Aim 1: In the printing apparatus description, what may an inoperative printing element cause to appear in the image?
Aim 2: Rewrite the part of the printing apparatus description starting with "Furthermore, signals received" and going on through "of the image.", substituting "mock-up" for "preview".
Aim 3: Continue the printing apparatus description from its last sentence.

----- Given text

Thus, the printhead 12 is capable of printing pixels at various positions across the width of the substrate 18, as the substrate 18 is advanced past the printhead 12. The web 16 is advanced, so as to present unused pixels of marking medium to the printhead 12 for each printing operation. In the example shown, the printhead 12 is longer than the web 16 and the substrate 18 are wide; therefore a number of printing elements 14 at each end 12a, 12b of the printhead 12 are usually redundant during a printing operation. The distance ‘a’ between the first end 12a of the printhead and an edge of the web 16, the width of the web ‘b’ and the distance ‘c’ between the opposite edge of the web 18 and the second end 12b of the printhead 12 are shown in FIG. 1. It will be appreciated that there may be only one region of redundant printing elements 14, at one end 12a, 12b of the printhead 12, or that there may be no region of redundant printing elements 14.

Pixels of marking medium are transferable from the web 16 to the substrate 18 in rows, so as to form an image on the substrate 18. The image may include text and or figures, for example words, dates, barcodes, etc.

Referring to FIG. 4, the printing apparatus 10 includes a controller 20 which controls the operation of the web advance mechanism 15 and may control the substrate advance mechanism 17. The web advance mechanism 15 and the substrate advance mechanism 17 are capable of advancing the web 16 and the substrate 18 respectively, in two directions relative to the printhead 12, i.e. in a forward direction and a reverse direction, as shown by the double headed arrow in FIG. 4. Both the forward and reverse directions are substantially transverse to the direction in which the line of printing elements 14 extends along the printhead 12. If the controller 20 does not control the substrate advance mechanism 17 then the controller 20 must include a device for detecting the movement of the substrate 18. This is typically provided by an encoder.

The controller 20 also controls the operation of the printing elements 14, to ensure that the correct printing elements 14 operate at the correct time so as to generate the required image.

As can be seen from FIG. 3, a damaged printing element 14a may affect the quality of the image printed onto the substrate 18. An inoperative printing element 14a may cause a blank line 24 to appear in the image. The more damaged elements 14a are present in the printhead 12 the more the quality of the image is likely to be affected. A cluster of damaged printing elements 14a generally causes a more noticeable effect than a plurality of spaced apart damaged printing elements 14a.

The printing apparatus 10 includes a user interface 22. The user interface 22 includes a display 22a, for example a monitor, and an input device 22b, for example a keyboard, or touch-sensitive screen. The user interface 22 is communicable with the controller 20, such that commands or data input by a user may be transferred to other parts of the printing apparatus 10, for example the web advance mechanism 15, the substrate advance mechanism 17 and/or the printhead 12. It will be appreciated that the controller 20 may form a part of the user interface 22.

Furthermore, signals received by the controller 20 from the printhead 12, the web advance mechanism 15 and/or the substrate advance mechanism 17 may be passed to the user interface 22 via the controller 20. Thus, the display 22a is capable of displaying a preview of the image to be printed on to the substrate 18. The preview shows the effect that any damaged printing elements 14a that are present in the printhead 12 will have on the quality of the image.

The user interface 22 enables a user to input data to be included in the image which is to be printed on to the substrate 18, via the input device 22b. However, this is not an essential feature. The display 22a of the user interface 22 is operable to show a representation of the image to be printed on to the substrate 18.

----------
----- Supplied data

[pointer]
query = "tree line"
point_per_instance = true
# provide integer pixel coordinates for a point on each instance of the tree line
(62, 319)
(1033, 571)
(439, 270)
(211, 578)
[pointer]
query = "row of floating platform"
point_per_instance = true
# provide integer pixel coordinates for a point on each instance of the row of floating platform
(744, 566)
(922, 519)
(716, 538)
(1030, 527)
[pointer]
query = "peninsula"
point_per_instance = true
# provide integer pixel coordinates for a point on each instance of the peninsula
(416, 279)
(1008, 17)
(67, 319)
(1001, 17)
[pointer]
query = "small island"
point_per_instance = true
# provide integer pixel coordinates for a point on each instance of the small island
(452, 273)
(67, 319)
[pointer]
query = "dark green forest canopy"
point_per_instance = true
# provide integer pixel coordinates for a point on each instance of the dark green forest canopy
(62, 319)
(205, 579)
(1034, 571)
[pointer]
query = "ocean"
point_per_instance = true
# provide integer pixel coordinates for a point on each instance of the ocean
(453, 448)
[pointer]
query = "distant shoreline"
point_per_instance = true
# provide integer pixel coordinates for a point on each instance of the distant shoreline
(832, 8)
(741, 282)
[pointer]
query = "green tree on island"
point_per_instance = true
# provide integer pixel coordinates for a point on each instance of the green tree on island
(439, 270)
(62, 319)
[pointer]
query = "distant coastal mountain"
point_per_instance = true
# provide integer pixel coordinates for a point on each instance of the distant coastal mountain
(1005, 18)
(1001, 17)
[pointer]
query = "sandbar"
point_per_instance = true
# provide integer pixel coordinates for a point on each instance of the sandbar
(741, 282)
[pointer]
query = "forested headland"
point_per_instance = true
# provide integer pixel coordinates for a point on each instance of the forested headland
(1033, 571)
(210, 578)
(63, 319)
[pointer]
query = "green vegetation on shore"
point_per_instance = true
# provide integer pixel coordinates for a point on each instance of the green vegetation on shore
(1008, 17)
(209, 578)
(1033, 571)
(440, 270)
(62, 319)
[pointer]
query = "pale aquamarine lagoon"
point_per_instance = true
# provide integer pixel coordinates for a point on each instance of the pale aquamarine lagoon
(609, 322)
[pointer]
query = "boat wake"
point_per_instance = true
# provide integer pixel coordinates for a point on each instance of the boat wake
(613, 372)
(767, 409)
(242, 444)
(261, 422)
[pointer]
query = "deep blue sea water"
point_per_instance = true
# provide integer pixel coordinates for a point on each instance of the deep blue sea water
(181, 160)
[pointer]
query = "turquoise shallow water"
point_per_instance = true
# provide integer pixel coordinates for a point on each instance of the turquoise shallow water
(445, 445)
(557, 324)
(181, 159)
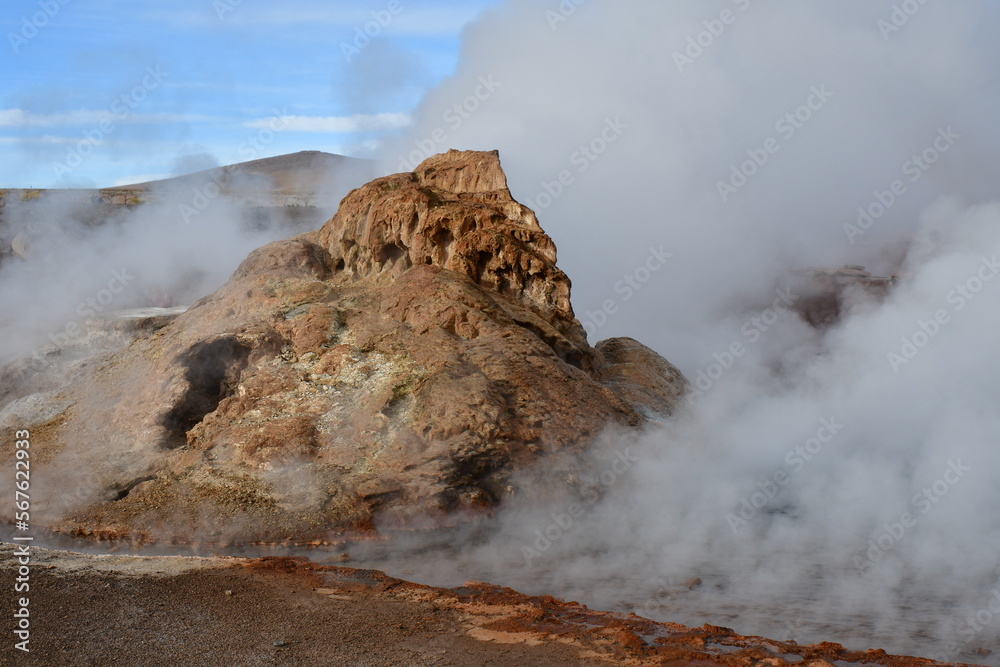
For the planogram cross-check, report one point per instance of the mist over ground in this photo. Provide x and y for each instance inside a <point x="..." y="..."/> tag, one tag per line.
<point x="841" y="479"/>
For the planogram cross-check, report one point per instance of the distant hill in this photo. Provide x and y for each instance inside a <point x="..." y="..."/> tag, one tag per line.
<point x="296" y="173"/>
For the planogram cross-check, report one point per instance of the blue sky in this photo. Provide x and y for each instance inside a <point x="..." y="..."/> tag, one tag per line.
<point x="106" y="92"/>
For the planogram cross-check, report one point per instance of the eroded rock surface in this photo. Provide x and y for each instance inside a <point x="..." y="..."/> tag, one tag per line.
<point x="394" y="367"/>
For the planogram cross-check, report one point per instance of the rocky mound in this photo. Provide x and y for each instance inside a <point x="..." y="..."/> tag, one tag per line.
<point x="397" y="366"/>
<point x="294" y="612"/>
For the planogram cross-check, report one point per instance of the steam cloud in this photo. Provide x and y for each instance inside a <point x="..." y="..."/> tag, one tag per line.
<point x="836" y="484"/>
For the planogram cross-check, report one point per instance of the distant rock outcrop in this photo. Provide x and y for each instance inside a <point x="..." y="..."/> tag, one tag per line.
<point x="394" y="367"/>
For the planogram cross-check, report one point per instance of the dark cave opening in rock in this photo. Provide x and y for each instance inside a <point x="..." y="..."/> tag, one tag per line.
<point x="213" y="372"/>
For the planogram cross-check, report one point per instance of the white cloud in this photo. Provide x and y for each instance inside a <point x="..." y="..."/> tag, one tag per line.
<point x="82" y="117"/>
<point x="334" y="124"/>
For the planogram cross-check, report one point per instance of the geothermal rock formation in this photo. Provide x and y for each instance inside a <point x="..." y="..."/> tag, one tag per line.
<point x="396" y="366"/>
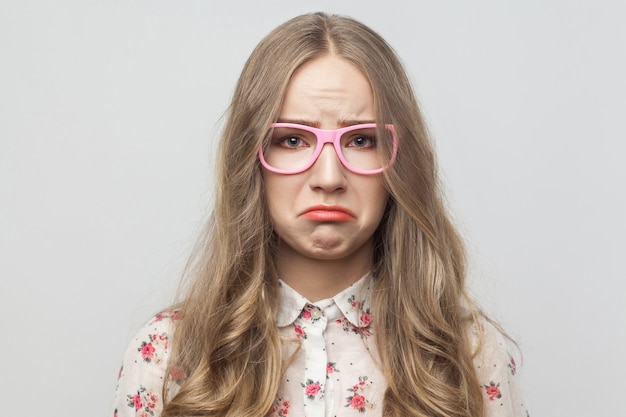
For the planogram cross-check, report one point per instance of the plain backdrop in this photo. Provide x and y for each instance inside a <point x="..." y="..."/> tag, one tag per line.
<point x="110" y="110"/>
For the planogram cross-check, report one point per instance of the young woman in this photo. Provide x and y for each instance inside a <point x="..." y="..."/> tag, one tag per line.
<point x="330" y="280"/>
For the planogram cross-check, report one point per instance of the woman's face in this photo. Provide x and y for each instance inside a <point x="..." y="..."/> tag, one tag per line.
<point x="326" y="212"/>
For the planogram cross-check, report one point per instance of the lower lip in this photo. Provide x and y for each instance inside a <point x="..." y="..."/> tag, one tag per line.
<point x="328" y="216"/>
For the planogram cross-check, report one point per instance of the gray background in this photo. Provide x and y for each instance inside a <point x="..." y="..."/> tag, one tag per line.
<point x="109" y="111"/>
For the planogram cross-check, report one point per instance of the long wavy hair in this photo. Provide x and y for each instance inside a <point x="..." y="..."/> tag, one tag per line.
<point x="227" y="342"/>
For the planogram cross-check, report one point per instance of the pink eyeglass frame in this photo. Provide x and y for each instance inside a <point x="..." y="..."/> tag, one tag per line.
<point x="333" y="136"/>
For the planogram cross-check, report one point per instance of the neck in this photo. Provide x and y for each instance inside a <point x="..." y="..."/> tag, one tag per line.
<point x="317" y="279"/>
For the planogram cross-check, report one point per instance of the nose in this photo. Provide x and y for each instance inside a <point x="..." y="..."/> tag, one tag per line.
<point x="328" y="173"/>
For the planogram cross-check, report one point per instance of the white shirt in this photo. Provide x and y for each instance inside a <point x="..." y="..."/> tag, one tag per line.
<point x="336" y="371"/>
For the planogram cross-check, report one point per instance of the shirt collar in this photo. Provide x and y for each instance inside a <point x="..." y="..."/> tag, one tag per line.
<point x="353" y="302"/>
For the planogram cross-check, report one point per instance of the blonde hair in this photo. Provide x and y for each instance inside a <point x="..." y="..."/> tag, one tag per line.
<point x="227" y="335"/>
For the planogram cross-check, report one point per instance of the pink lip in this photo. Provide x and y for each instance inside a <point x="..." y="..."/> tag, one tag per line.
<point x="322" y="213"/>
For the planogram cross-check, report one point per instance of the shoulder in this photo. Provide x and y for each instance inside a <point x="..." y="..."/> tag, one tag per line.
<point x="144" y="368"/>
<point x="497" y="370"/>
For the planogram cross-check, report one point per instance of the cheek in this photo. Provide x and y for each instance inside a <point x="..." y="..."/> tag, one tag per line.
<point x="280" y="191"/>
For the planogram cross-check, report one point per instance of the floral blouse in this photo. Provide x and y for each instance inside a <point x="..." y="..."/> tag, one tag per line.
<point x="334" y="373"/>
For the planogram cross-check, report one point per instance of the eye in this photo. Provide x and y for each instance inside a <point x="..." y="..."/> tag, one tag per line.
<point x="292" y="141"/>
<point x="362" y="141"/>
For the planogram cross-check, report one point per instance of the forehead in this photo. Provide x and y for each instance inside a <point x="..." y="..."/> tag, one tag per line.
<point x="327" y="91"/>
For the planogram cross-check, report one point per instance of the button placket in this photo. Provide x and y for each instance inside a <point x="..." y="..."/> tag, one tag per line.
<point x="315" y="363"/>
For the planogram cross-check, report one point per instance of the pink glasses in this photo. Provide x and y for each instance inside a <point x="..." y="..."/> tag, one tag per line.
<point x="293" y="148"/>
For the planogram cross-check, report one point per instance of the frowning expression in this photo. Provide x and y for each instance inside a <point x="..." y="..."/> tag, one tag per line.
<point x="326" y="212"/>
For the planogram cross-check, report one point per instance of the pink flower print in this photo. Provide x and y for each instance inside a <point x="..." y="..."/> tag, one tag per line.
<point x="311" y="389"/>
<point x="144" y="400"/>
<point x="493" y="391"/>
<point x="365" y="319"/>
<point x="300" y="334"/>
<point x="136" y="401"/>
<point x="330" y="368"/>
<point x="357" y="400"/>
<point x="280" y="408"/>
<point x="147" y="351"/>
<point x="512" y="365"/>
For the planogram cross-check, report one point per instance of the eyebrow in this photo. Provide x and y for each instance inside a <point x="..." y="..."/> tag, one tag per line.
<point x="316" y="124"/>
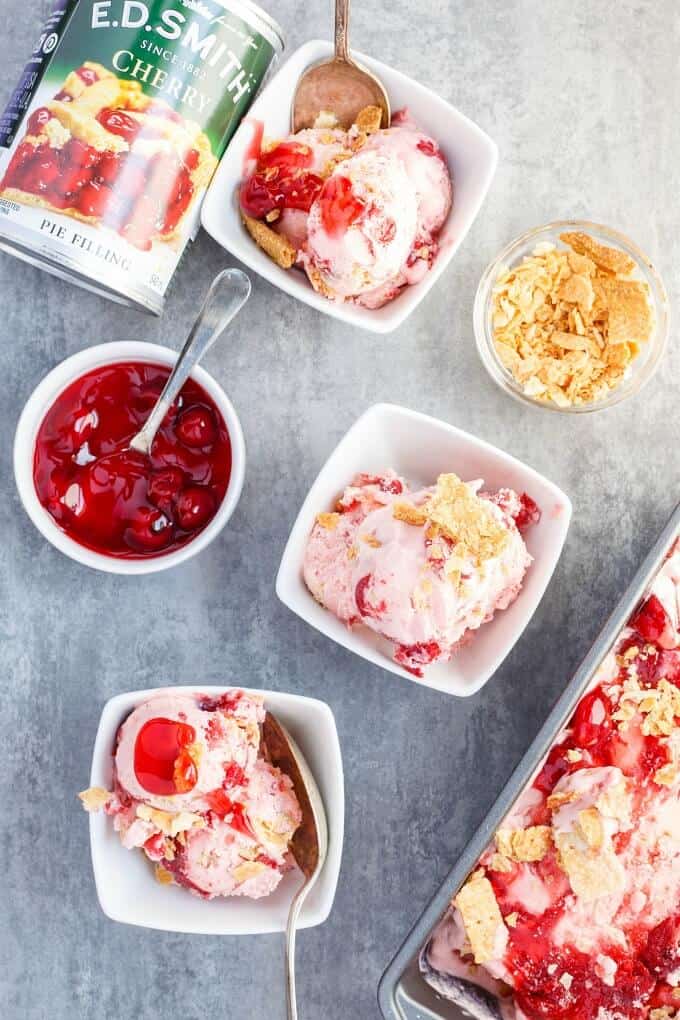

----------

Reply 1: A blank line.

Reply 2:
Furthermore, signals received by the controller 20 from the printhead 12, the web advance mechanism 15 and/or the substrate advance mechanism 17 may be passed to the user interface 22 via the controller 20. Thus, the display 22a is capable of displaying a mock-up of the image to be printed on to the substrate 18. The mock-up shows the effect that any damaged printing elements 14a that are present in the printhead 12 will have on the quality of the image.

Reply 3:
The controller 20, the display 22a and the input device 22b co-operate as a test apparatus for the printhead 12.

In use, the user may optionally select the image to be printed and/or input data to be included in the image via the input device 22b. The display 22a preferably displays a preview of the image to enable the user to check and, if necessary, correct the image, before a printing operation is carried out by the printing apparatus 10. In order to compose the preview, the user interface 22 takes into account the position of the web 16 relative to the printhead 12, so that each pixel of the image is associated with the correct printing element 14 of the printhead. The or each redundant region of the printhead 12 is taken into account during this process. For example, the length of a redundant region of the printhead 12 at its first end 12a is taken into account by adding the number of printing elements 14 in the redundant region to the left hand side of the image preview when it is displayed on the display 22a. In some circumstances, it is necessary to align the right hand side of the image with the right hand side of the printhead 12 (the second end 12b in the Figures). In this case, the width of the image and the length of the printhead 12 must be taken into account when composing the preview, so as to correctly match the pixels of the image to the appropriate corresponding printing elements 14. If this was not taken into account, the preview would show a false representation of the effect of each damaged printing element 14a.

The status of each of the printing elements 14 is checked, and a signal is passed to the controller 20 to indicate whether any damaged printing elements 14a are present in the printhead 12. If no damaged printing elements 14a are present, or if the number of damaged printing elements 14a is lower than a predetermined amount, the controller 20 may provide an indication of this to the user via the user interface 22. The user may then command the printing apparatus 10 to begin printing via the user interface 22, and the web advance mechanism 15, the substrate advance mechanism 17 and the printhead 12 co-operate with one another to print the required image or images on to the substrate 18.

Alternatively, the controller 20 may automatically instruct the web advance mechanism 15, the substrate advance mechanism 17 and the printhead 12 to operate to transfer the desired image to the substrate 18, in the event that the number of damaged printing elements 14a is lower than a predetermined amount. The predetermined amount may be one damaged printing element 14a. The status of the printing elements 14 is checked continually during use of the printing apparatus 10. The controller 20 may cause the printing apparatus 10 to stop printing if the number of damaged printing elements 14a exceeds a predetermined amount.

Successive printing operations may be carried out to enable multiple images to be printed on to the substrate 18. The images may be identical to one another, or may be different from one another or include components which differ from printing operation to printing operation. For example in the case of a label bearing a serial number, the image may include a number which increases with every image that is printed, whilst the other components of the image remain the same. The substrate 18 may be a continuous roll of labels, for example, or, alternatively, may be individual labels or items arranged adjacent one another or a continuous reel of packaging material.

However, in the event that the controller 20 receives an indication that one or more printing elements 14 is damaged, or that the number of damaged printing elements 14a exceeds the predetermined amount, the controller 20 provides a signal to the user interface, to warn the user that print quality may be affected if the printing apparatus 10 is operated in its current configuration. The display 22a displays a preview of the image to be printed, so that the user can see the effect of the damaged printing elements 14a.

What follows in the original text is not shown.